Tasks -
a: In the post about the side matters of roleplaying games, why does it say "practical considerations" became so visible to the people interviewed? Answer in one to three sentences.
b: According to the post about the side matters of roleplaying games, what is the source of the excerpt it quotes?
c: Continue the post about the side matters of roleplaying games from its final sentence.

Page text -

+++

Today’s comic isn’t about roleplaying games. It’s about things that aren’t roleplaying games. I’m talking about the marginalia of the hobby. Think snacks and drinks. The pause for meal breaks. The lighting conditions and seating arrangements. All the observers too: the might-wanna-play boyfriends; harried get-these-nerds-out-of-my-house spouses; or curious parents hovering in the background and wondering why there’s so much shouting coming from down in the basement. All these things can affect the experience of the game, from mom’s distraction-cookies to dogs stealing those cookies.

This biz is on my mind because of my academic work. While interviewing actual players about the games they play and the media they produce, the theme of “practical considerations” came up again and again. Weirdly, it was the sudden shift in venue that made this stuff so visible. With COVID forcing many of my interviewees to game remotely (it was a year ago when I interviewed them), they became hyper-aware of the differences between in-person and remote gaming.

So for your consideration, the following is a lightly edited excerpt from my dissertation.

“We’re living in pandemic times,” they said, “We don’t get to move around the table so much. In Twitch times, everyone stays as still as they possibly can.” That lack of motion is a nod to technological necessity. If you want to game for the camera, you have to stay in frame. In this way, the technology begins to control and shape human movement. The familiar freedom of physical expression is constrained, and that constraint can feel restrictive.

+++

Given data -
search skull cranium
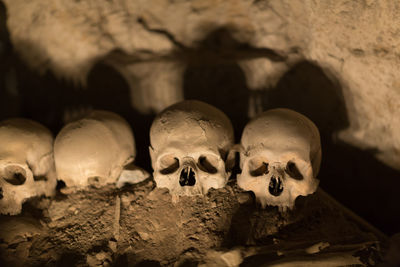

+++

Answers to the exercises -
a: The people interviewed suddenly had to change venue because COVID forced many of them to game remotely. That shift made them hyper-aware of how in-person and remote gaming differ, so practical considerations kept coming up.

b: The excerpt is a lightly edited passage from the writer's dissertation.

c:
This is the theme of ‘practical considerations.’ Made up of multiple minor complaints, the overall impact on the gaming experience is cumulative and substantial. One actual player brought up the issue of bio-breaks. “You still have to take a break and you know, use the bathroom and refill your water.” With marathon sessions running up against human needs, another discovered that actual plays and home games tend to differ in length. “I’ve always found that an actual play, when it’s being televised and streamed for an audience, that if you’re running over that two hour mark that the game has this real dip in energy and intensity and intention. Whereas a home game that’s not being viewed—that’s not performative—because that level of heightened energy isn’t necessary, it can go six, eight, or twelve hours.” Meanwhile, another of my interviewees complained about the lack of communication in remote gameplay.  “Body language doesn’t translate as well. Tone doesn’t translate as well.” This was a popular complaint, as creature comforts disappeared from the experience. “In a virtual game,” reported one GM, “Nobody is drinking; nobody is snacking. You’re conscious that you’re on camera, that you’re being recorded. You’ll still joke around and still enjoy the game, and yell and scream and laugh and all of that. But you don’t want to blow your nose. You want to make sure that you’re not wearing a shirt with a stain on it, so you’re more self-conscious.” The relaxed atmosphere of the home game is replaced by the demands of mediation.

Before you get up in arms to defend remote play, understand that this is no knock against VTTs and virtual gaming. It’s more of a recognition that there are barriers to be overcome as folks begin to explore those venues.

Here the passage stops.